- **Material zur Aufgabe**:

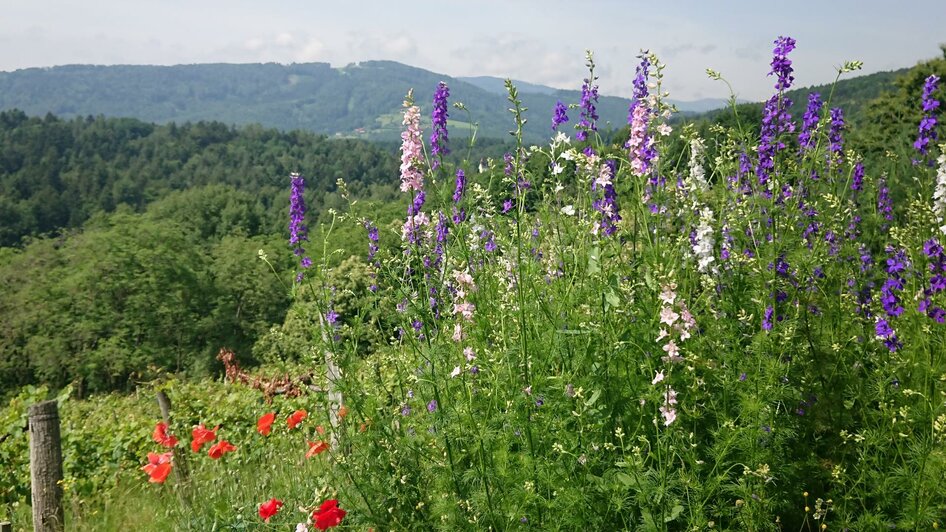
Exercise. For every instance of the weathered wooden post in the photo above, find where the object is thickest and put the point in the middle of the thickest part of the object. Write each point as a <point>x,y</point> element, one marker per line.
<point>46,467</point>
<point>180,459</point>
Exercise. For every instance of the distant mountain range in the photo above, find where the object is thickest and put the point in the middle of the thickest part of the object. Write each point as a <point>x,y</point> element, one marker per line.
<point>360,100</point>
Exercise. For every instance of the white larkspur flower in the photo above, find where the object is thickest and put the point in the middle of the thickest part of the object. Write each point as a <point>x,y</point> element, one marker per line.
<point>668,316</point>
<point>697,177</point>
<point>704,243</point>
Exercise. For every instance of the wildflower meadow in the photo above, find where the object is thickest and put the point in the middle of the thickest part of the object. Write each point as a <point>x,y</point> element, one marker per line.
<point>734,327</point>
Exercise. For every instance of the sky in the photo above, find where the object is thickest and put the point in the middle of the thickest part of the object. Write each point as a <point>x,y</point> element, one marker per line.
<point>540,41</point>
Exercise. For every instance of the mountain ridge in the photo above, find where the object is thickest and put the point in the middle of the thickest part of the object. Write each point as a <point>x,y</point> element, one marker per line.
<point>359,100</point>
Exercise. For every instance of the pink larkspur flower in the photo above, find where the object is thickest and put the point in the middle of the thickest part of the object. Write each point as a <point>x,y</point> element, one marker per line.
<point>668,316</point>
<point>465,309</point>
<point>411,149</point>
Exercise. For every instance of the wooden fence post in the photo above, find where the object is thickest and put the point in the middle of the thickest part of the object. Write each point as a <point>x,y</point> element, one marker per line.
<point>180,458</point>
<point>46,467</point>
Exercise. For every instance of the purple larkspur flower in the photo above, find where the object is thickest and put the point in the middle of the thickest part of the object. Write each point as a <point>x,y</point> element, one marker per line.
<point>417,204</point>
<point>927,130</point>
<point>441,228</point>
<point>857,179</point>
<point>490,243</point>
<point>588,117</point>
<point>781,64</point>
<point>767,318</point>
<point>331,317</point>
<point>560,116</point>
<point>298,232</point>
<point>640,85</point>
<point>776,120</point>
<point>438,118</point>
<point>372,239</point>
<point>835,141</point>
<point>884,203</point>
<point>810,122</point>
<point>460,186</point>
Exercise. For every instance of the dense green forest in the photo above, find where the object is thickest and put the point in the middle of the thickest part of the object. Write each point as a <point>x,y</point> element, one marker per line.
<point>129,248</point>
<point>360,100</point>
<point>55,173</point>
<point>132,247</point>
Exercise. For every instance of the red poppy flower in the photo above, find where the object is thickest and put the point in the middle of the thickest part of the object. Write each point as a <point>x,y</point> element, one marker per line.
<point>162,437</point>
<point>220,448</point>
<point>328,515</point>
<point>316,447</point>
<point>269,509</point>
<point>265,423</point>
<point>201,435</point>
<point>295,418</point>
<point>158,467</point>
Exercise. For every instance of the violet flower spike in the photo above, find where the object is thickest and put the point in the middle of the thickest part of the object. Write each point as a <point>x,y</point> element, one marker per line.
<point>560,116</point>
<point>928,122</point>
<point>438,118</point>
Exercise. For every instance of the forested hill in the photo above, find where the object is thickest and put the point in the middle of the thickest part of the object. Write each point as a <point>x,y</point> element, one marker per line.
<point>361,100</point>
<point>56,173</point>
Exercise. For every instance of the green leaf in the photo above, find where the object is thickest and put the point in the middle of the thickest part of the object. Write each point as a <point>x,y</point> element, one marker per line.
<point>593,260</point>
<point>674,513</point>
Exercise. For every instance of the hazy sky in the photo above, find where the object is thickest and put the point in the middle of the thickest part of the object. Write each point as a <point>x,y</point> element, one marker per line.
<point>541,41</point>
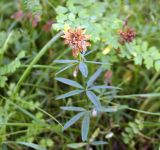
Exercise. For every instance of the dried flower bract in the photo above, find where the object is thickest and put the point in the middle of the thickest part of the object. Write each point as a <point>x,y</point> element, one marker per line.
<point>77,40</point>
<point>127,35</point>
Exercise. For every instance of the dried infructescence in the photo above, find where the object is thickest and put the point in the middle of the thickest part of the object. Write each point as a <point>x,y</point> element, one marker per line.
<point>77,40</point>
<point>127,35</point>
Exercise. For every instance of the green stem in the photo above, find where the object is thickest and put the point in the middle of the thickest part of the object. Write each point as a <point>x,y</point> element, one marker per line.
<point>34,61</point>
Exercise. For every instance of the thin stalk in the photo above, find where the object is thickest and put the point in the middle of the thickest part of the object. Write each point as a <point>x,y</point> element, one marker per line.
<point>35,60</point>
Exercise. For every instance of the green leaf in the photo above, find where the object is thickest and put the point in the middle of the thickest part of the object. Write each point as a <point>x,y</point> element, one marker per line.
<point>94,99</point>
<point>108,109</point>
<point>65,61</point>
<point>72,108</point>
<point>103,87</point>
<point>63,69</point>
<point>98,143</point>
<point>69,82</point>
<point>76,145</point>
<point>98,63</point>
<point>148,62</point>
<point>85,127</point>
<point>31,145</point>
<point>69,94</point>
<point>83,68</point>
<point>157,65</point>
<point>94,76</point>
<point>73,120</point>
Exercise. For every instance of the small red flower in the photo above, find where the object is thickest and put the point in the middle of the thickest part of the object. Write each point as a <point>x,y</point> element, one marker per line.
<point>127,35</point>
<point>18,16</point>
<point>47,26</point>
<point>77,40</point>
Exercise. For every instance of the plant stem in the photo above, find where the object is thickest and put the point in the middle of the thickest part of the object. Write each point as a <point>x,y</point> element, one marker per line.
<point>34,61</point>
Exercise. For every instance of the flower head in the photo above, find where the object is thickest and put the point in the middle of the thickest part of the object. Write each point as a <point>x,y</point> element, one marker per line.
<point>77,40</point>
<point>127,35</point>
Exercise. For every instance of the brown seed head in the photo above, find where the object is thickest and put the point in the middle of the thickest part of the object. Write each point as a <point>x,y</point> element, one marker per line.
<point>77,40</point>
<point>127,35</point>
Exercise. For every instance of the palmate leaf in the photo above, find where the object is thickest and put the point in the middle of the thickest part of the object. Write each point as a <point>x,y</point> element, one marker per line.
<point>85,127</point>
<point>99,143</point>
<point>109,109</point>
<point>83,69</point>
<point>63,69</point>
<point>76,145</point>
<point>69,94</point>
<point>63,61</point>
<point>73,120</point>
<point>32,145</point>
<point>69,82</point>
<point>94,76</point>
<point>72,108</point>
<point>103,87</point>
<point>94,99</point>
<point>98,63</point>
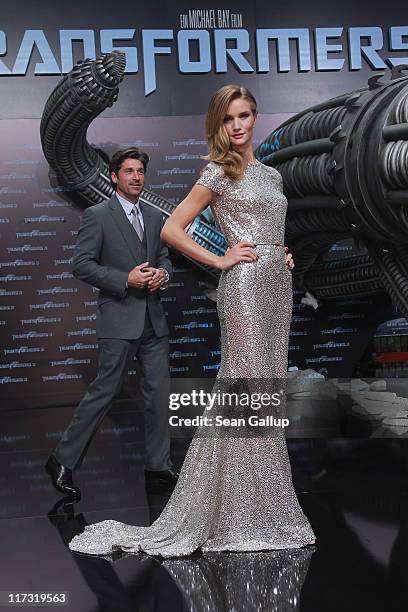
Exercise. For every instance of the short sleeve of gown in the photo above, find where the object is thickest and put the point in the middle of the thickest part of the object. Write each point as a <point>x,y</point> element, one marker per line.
<point>213,177</point>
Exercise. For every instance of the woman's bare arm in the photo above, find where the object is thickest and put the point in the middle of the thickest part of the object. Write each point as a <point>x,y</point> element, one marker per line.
<point>174,233</point>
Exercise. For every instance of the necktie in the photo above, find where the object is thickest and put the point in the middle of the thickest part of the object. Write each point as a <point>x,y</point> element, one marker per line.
<point>137,226</point>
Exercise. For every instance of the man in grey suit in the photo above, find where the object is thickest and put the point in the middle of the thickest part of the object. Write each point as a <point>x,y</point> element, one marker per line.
<point>119,251</point>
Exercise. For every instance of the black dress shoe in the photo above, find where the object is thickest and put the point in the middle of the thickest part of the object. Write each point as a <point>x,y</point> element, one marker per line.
<point>61,478</point>
<point>162,478</point>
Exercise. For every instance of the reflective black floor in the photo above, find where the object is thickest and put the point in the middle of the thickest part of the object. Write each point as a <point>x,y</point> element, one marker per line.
<point>354,492</point>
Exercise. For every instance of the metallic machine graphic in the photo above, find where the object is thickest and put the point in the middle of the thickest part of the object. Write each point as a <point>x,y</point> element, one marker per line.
<point>344,165</point>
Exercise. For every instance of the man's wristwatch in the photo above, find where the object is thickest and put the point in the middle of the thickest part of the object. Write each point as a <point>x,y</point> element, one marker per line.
<point>166,278</point>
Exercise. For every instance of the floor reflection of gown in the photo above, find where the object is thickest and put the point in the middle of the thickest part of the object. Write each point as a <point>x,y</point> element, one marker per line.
<point>242,582</point>
<point>234,493</point>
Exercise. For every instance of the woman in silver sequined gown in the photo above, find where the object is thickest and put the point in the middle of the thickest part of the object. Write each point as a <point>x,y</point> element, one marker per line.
<point>234,492</point>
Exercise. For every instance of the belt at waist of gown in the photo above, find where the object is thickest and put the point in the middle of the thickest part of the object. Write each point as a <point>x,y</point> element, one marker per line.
<point>269,244</point>
<point>263,244</point>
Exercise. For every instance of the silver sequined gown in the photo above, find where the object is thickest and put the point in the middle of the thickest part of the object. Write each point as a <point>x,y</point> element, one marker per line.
<point>234,493</point>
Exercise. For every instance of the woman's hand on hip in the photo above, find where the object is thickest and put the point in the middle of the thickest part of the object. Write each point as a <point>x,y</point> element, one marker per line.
<point>243,252</point>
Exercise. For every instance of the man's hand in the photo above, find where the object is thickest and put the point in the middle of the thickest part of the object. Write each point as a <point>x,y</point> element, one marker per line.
<point>140,276</point>
<point>157,278</point>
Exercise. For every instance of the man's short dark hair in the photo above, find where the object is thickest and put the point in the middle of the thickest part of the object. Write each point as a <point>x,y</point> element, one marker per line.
<point>131,153</point>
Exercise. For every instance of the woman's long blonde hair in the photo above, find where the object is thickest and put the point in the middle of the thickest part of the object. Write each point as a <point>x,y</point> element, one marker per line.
<point>220,150</point>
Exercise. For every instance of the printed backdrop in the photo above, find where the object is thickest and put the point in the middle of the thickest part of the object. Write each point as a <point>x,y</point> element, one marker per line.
<point>290,54</point>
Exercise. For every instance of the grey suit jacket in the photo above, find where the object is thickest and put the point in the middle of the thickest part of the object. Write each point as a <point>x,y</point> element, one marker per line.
<point>107,249</point>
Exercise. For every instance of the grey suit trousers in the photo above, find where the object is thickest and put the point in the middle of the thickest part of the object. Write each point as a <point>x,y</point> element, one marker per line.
<point>114,357</point>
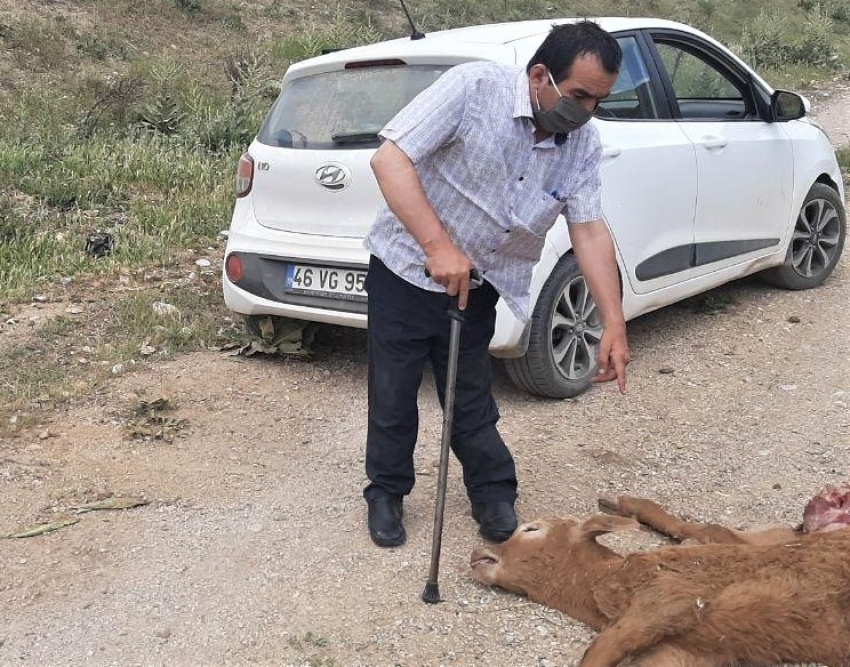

- **Aufgabenstellung**: Tausche im Abschnitt, der mit der Zeile beginnt, die "Exercise. For every instance of the dried flower" enthält, und mit der Zeile endet, die "<point>35,60</point>" enthält, "dried" gegen "withered" aus. Gib nur diese Zeilen wieder und lass alles andere unverändert.

- **Lösung der Aufgabe**:
Exercise. For every instance of the withered flower bract in the photo above, find where the object is thickest and put the point in the middle of the thickest part of the object. Write each point as a <point>x,y</point> element, one marker per line.
<point>77,40</point>
<point>127,35</point>
Exercise. For every instance of the withered infructescence in the photo above, find where the object is thickest and put the point in the middle of the thickest part of the object. Write each point as a <point>x,y</point> element, one marker per line.
<point>77,40</point>
<point>127,35</point>
Exercise. For every instance of the green stem in the photo above, find where the object is thickest and put the point in the middle of the thickest part of the object. Write each point as a <point>x,y</point> element, one marker per line.
<point>34,61</point>
Exercise. For every instance of the thin stalk in the photo above, find where the object is thickest and put the point in the middle of the thickest part of the object. Write each point as a <point>x,y</point> element, one marker per line.
<point>35,60</point>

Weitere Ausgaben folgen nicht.